(Source information begins)

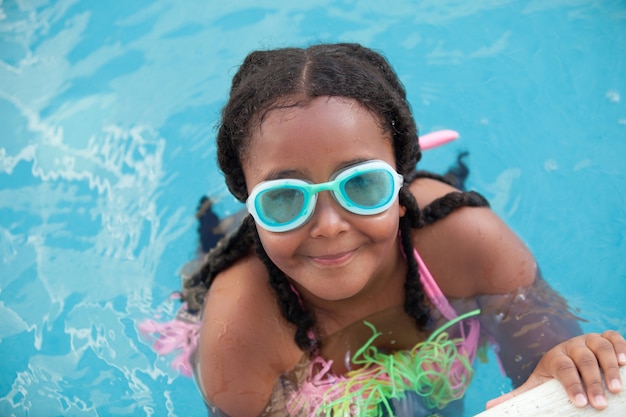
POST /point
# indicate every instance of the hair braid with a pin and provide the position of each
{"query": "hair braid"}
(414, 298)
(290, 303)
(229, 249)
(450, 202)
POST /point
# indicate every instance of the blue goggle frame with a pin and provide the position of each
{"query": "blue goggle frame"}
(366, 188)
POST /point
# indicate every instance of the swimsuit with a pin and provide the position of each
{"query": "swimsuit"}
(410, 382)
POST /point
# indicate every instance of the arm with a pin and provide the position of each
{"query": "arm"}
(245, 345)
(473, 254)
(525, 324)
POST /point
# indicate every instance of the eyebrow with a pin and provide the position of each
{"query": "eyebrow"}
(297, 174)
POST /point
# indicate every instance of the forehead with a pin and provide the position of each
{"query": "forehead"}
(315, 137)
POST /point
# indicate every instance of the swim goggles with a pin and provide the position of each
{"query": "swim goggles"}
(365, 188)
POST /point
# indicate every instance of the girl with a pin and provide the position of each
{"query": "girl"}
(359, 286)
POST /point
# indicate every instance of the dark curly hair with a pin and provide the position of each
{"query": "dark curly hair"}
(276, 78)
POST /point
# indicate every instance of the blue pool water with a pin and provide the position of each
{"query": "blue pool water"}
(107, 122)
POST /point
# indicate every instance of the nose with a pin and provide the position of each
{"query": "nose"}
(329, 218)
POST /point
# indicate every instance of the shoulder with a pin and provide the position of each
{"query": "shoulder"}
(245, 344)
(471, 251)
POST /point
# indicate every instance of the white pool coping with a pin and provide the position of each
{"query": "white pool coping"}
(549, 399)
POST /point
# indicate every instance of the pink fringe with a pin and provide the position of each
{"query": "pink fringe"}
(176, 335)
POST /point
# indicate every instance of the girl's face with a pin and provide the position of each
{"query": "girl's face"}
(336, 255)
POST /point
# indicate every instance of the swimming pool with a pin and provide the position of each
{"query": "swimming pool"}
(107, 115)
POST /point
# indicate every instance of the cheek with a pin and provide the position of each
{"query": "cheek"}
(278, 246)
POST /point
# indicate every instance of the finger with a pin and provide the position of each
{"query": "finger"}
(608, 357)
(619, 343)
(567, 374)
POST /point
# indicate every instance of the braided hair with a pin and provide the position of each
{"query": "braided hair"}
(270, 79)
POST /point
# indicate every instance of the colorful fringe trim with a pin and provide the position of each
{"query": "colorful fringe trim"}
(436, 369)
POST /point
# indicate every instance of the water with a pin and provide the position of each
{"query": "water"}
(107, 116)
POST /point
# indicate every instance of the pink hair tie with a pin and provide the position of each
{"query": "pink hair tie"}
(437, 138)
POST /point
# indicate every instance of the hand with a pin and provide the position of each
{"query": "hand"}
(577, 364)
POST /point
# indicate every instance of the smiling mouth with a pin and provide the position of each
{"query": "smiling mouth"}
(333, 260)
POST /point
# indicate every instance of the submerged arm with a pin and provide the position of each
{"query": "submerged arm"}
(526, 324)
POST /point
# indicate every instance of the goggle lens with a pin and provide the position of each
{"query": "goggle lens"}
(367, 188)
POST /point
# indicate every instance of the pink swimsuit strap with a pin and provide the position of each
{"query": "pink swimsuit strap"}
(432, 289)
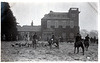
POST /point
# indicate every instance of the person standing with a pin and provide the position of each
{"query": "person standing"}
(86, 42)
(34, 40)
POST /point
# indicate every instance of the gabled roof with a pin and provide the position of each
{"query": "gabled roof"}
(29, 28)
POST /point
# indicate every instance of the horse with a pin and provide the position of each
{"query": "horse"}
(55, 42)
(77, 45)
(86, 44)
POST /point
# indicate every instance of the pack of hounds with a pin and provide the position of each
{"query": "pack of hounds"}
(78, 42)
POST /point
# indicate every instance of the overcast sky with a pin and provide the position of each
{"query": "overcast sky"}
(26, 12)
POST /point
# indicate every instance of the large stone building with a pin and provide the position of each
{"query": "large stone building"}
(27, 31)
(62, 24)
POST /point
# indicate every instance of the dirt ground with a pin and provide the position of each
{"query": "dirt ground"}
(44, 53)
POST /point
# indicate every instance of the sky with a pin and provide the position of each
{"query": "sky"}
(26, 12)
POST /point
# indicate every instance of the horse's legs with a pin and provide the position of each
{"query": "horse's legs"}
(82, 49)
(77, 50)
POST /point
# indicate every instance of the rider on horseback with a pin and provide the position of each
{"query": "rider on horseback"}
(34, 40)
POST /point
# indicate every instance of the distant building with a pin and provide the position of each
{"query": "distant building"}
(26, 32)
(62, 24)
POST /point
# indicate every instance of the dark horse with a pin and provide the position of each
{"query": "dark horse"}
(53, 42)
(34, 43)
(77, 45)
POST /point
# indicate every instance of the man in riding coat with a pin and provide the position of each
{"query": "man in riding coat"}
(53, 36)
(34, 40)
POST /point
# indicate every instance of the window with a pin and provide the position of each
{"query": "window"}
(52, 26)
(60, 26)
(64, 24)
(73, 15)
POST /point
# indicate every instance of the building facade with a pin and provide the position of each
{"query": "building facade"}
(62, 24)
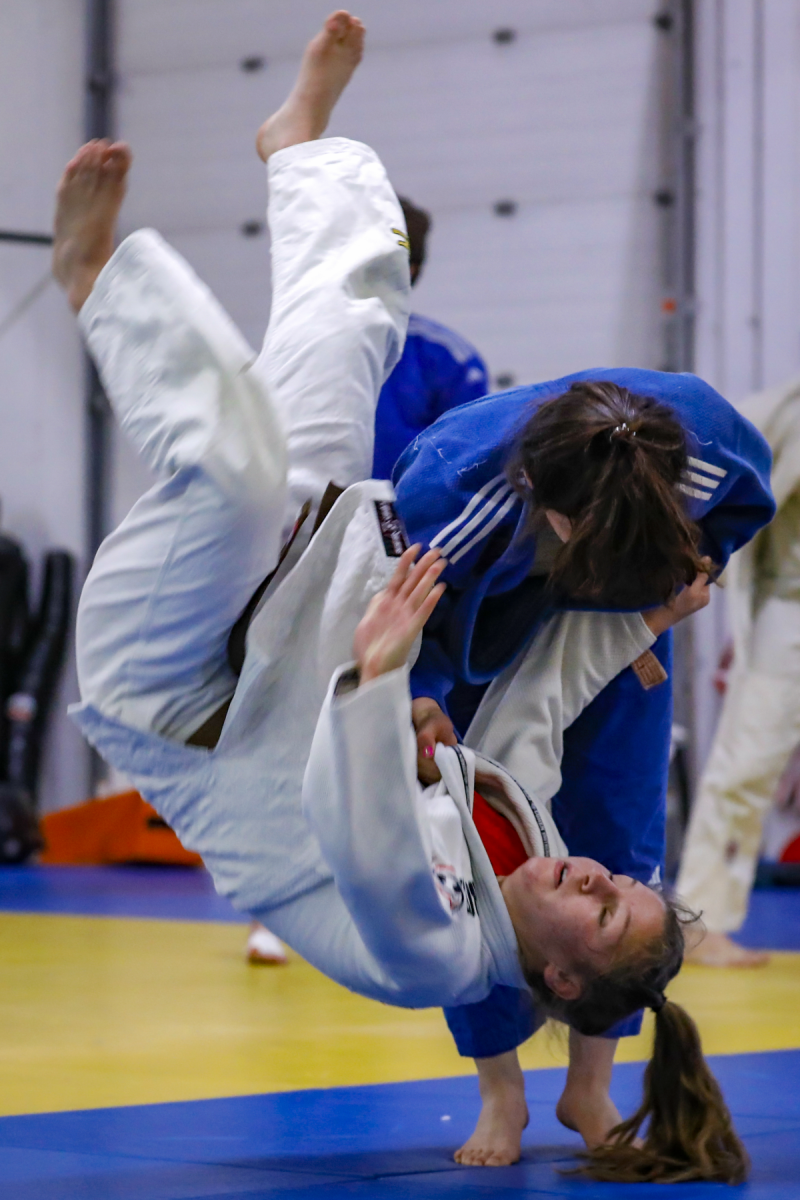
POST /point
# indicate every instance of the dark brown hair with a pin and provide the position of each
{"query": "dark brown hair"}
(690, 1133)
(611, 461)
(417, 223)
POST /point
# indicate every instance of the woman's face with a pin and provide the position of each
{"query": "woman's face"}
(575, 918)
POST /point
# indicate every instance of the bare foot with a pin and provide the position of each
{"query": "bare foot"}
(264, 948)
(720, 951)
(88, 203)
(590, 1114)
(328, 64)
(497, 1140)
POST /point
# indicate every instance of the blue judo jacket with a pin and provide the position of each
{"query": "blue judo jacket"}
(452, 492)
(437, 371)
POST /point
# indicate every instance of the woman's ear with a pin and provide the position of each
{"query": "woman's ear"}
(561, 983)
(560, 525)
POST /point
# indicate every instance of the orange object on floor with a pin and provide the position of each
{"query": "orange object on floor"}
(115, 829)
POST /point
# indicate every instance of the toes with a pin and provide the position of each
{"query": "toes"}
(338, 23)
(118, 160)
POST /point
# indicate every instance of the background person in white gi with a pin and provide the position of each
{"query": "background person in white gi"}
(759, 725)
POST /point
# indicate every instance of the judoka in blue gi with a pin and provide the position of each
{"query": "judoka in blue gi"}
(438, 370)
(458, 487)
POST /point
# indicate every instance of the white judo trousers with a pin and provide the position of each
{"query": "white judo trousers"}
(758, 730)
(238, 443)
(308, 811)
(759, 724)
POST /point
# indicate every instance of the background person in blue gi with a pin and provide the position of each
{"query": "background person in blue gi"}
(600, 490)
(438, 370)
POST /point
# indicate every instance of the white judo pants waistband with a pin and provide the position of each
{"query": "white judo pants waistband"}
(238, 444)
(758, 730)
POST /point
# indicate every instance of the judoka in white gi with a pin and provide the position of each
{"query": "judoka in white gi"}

(Source information ends)

Exercise objective
Restate each line of the records exactly; pictures do not belong in the copy.

Result of this exercise
POST /point
# indicate every instance of the hair braid with a pin and provide the position of each
{"query": "hair braid"}
(414, 298)
(290, 303)
(229, 249)
(450, 202)
POST /point
# indicate every instance of the blue goggle frame with a pin and provide the position of each
{"query": "blue goggle frame"}
(366, 188)
POST /point
# indicate every instance of the swimsuit with a pin and provide the position of each
{"query": "swimsuit"}
(410, 382)
POST /point
# indicate every instance of the arm with a pin and provide the position of each
{"query": "arm"}
(245, 345)
(473, 254)
(525, 324)
POST /point
# indicate every instance of the eyebrow with a pin and provide the position of each
{"query": "eyebrow"}
(297, 174)
POST /point
# indicate every instance of the forehead with a pin and provide the position of each
{"query": "forehead"}
(315, 137)
POST /point
# indicate every instance of the swim goggles with a pin and provide the position of each
{"query": "swim goggles"}
(365, 188)
POST /point
# indicate every instance of the girl with a pin and provide the position of each
{"query": "girl"}
(359, 286)
POST /point
# indicate every instance of the dark curly hair with a pin and provide the position of each
{"query": "dark curly hair"}
(276, 78)
POST /point
# indicate every instance of the blue pool water with a pin and provide the position of each
{"query": "blue pool water"}
(107, 122)
POST /point
# indicate every instance of the nose with a pin and provide the position of each
{"query": "nose"}
(329, 218)
POST /point
# indicate every instance of the shoulder with a pin and provide the position of each
{"query": "shoulder"}
(245, 344)
(471, 251)
POST /point
# indicate every instance of the white pool coping with a pin and provide the position of each
{"query": "white pool coping"}
(549, 399)
POST /point
# indicate every instance of the pink fringe with a pin and provide the position of each
{"query": "pink fringe"}
(176, 335)
POST /point
# indicate every instance of the girl's face with a pin and provide the position of each
{"query": "girl's face"}
(336, 255)
POST /point
# indicate every instance of the swimming pool with a pin and provide the position of each
{"query": "swimming pool"}
(107, 115)
POST /point
# indicate every instance of the cheek with a pin and provide the position of each
{"query": "cheek"}
(278, 246)
POST /point
# indicate every instance of the finger with a pin and provide the position of each
{"query": "finger"}
(608, 357)
(619, 343)
(567, 374)
POST /point
# indicate every instance of the braided hair with a pin and provide the position of each
{"query": "braided hair"}
(270, 79)
POST /point
# indicate every instance of the colorful fringe trim with a pin and provide the position of each
{"query": "colorful fringe trim"}
(436, 369)
POST /point
# indicate every instance of the water with a pin and provide the position of each
{"query": "water"}
(107, 116)
POST /point
# indicate every instance of the pink hair tie with a pin and provide the position of each
{"query": "pink hair tie"}
(437, 138)
POST /point
# indicate every instance of the hand with a pin and provide the position of each
{"query": "hand"}
(577, 364)
POST /point
# indicate every instance of the smiling mouth with a pin and provide the position of each
{"query": "smiling mouth"}
(333, 260)
POST /point
# indicate every instance of the submerged arm with a pin and provide the position of each
{"query": "submerged arm"}
(526, 324)
POST /point
# indicate every instance of the goggle lens with a pin and provide the position of each
{"query": "goggle lens"}
(367, 188)
POST /point
# indicate every instance of the pink swimsuit strap with a pin and provide the position of each
{"query": "pink swimsuit strap"}
(432, 289)
POST /point
# indicate every instance of the person standing with a pin and provide the position of each
{"query": "person standing"}
(86, 42)
(34, 40)
POST /point
# indicate every instance of the gabled roof with a pin and provide the position of each
{"query": "gabled roof"}
(29, 28)
POST /point
# indicate every instance of the horse with a pin and provide the position of each
{"query": "horse"}
(55, 42)
(77, 45)
(86, 44)
POST /point
# indicate every instance of the pack of hounds with a pin and provide the position of each
{"query": "pack of hounds"}
(78, 42)
POST /point
# indicate every instance of the overcast sky with a pin and provide the position of each
{"query": "overcast sky"}
(26, 12)
POST /point
# indicate every instance of the large stone building with a pin and provide the position of each
{"query": "large stone building"}
(27, 31)
(62, 24)
POST /point
# indicate every instance of the dirt ground with a pin and provide the position of each
{"query": "dirt ground"}
(44, 53)
POST /point
# indicate every instance of the sky with a pin and provide the position of each
{"query": "sky"}
(26, 12)
POST /point
# indicate every instance of the horse's legs with a pin and provide the position of each
{"query": "horse's legs"}
(82, 49)
(77, 50)
POST /point
# indicate every instance of the rider on horseback with a pin and provide the position of each
{"query": "rider on horseback"}
(34, 40)
POST /point
# indicate every instance of the distant building with a pin and provide the position of each
{"query": "distant building"}
(26, 32)
(62, 24)
POST /point
# indicate every instance of the dark horse with a pin and provide the position of each
{"query": "dark horse"}
(53, 42)
(34, 43)
(77, 45)
POST /point
# indicate every instance of the man in riding coat with a pin and provide the position of each
{"query": "man in riding coat"}
(53, 36)
(34, 40)
POST /point
# indicate every instance of the window with a pin and provide the position of each
{"query": "window"}
(52, 26)
(60, 26)
(64, 24)
(73, 15)
POST /point
# indicate every instance of the building facade with a pin and provide the position of each
{"query": "building facade"}
(62, 24)
POST /point
# indicate every instance of the dark brown hair with a pin and provide the position of each
{"query": "dark brown hair"}
(690, 1133)
(611, 461)
(417, 223)
POST /point
# indicate every instance of the woman's face with a pin and provide the position of each
{"query": "woman's face"}
(575, 918)
POST /point
# indicate every instance of the bare foot with a pin and provide the position of each
{"query": "bare foot"}
(264, 948)
(720, 951)
(88, 203)
(590, 1114)
(328, 64)
(497, 1140)
POST /point
# indicate every instance of the blue judo jacket with a pin and provide the position of each
{"query": "blue judo jacket"}
(452, 492)
(437, 371)
POST /point
# indicate every instance of the woman's ear with a pin and provide the position of each
{"query": "woman's ear"}
(561, 983)
(560, 525)
POST /point
# indicate every instance of the orange object on floor with a pin and provide the position of each
{"query": "orange object on floor"}
(115, 829)
POST /point
# indicate every instance of the toes with a pin and provide the position of each
{"query": "toes"}
(338, 23)
(118, 160)
POST /point
# indicate every instance of the background person in white gi with a pin and provide the position of each
{"query": "background person in white gi"}
(759, 725)
POST /point
# indicate every instance of the judoka in blue gi with a pin and provide the position of each
{"query": "judoka in blue gi"}
(438, 370)
(458, 487)
POST /point
# indicate every instance of the white judo trousers with a pin and provide the position of each
{"query": "white judo trousers"}
(758, 730)
(238, 443)
(308, 811)
(759, 724)
POST /point
# indicate every instance of the background person in blue gi with a pin and provide the position of each
{"query": "background person in blue gi"}
(600, 490)
(438, 370)
POST /point
# indicate every instance of the white judo pants waistband with a pin and provide the position of each
{"query": "white judo pants waistband"}
(238, 444)
(758, 730)
POST /point
# indicate every instance of the judoka in white gi with a pin and provide the position of each
{"query": "judoka in white gi"}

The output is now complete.